-- Start SUPPLIED MATERIAL --

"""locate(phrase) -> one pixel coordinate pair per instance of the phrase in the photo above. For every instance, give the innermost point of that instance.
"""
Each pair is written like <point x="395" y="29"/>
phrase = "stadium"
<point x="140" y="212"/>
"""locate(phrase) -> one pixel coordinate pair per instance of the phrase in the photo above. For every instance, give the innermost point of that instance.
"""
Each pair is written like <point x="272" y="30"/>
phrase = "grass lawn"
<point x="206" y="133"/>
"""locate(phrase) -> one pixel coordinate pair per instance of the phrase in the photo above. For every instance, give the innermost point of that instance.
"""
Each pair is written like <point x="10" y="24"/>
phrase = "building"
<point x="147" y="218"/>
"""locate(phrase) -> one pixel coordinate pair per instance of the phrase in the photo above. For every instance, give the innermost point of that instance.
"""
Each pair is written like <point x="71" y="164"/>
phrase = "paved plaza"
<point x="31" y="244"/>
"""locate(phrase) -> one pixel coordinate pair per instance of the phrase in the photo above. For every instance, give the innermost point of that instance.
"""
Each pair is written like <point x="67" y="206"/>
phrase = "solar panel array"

-- End SUPPLIED MATERIAL --

WHAT YOU HAVE TO DO –
Recast every line of the items above as a Markdown table with the columns Row and Line, numbering each row and leaving out blank lines.

TASK RESPONSE –
| Row | Line |
|---|---|
| 1 | """locate(phrase) -> one pixel coordinate pair per instance of the phrase in the photo above. For every instance, give the innermost point of that instance. |
| 2 | """ |
| 3 | Each pair is written like <point x="395" y="29"/> |
| 4 | phrase = "stadium" |
| 5 | <point x="140" y="212"/> |
| 6 | """locate(phrase) -> one pixel coordinate pair per instance of the phrase in the photo above. For every instance, give the innermost point of that instance. |
| 7 | """ |
| 8 | Each pair is written like <point x="272" y="30"/> |
| 9 | phrase = "grass lawn" |
| 10 | <point x="206" y="133"/> |
| 11 | """locate(phrase) -> one pixel coordinate pair per instance of the phrase in the photo above. For every instance, give the innermost point of that instance. |
| 12 | """ |
| 13 | Each pair is written like <point x="10" y="24"/> |
| 14 | phrase = "building" |
| 15 | <point x="147" y="218"/> |
| 16 | """locate(phrase) -> one pixel coordinate pair per instance of the phrase in the photo above. For every instance, give the innermost point of that instance. |
| 17 | """ |
| 18 | Each pair is written like <point x="71" y="164"/> |
| 19 | phrase = "paved plaza" |
| 20 | <point x="31" y="244"/> |
| 21 | """locate(phrase) -> one pixel coordinate pair per instance of the phrase in the photo above. For every instance, give the innermost point of that instance. |
| 22 | """ |
| 23 | Each pair is written like <point x="67" y="206"/> |
| 24 | phrase = "solar panel array" |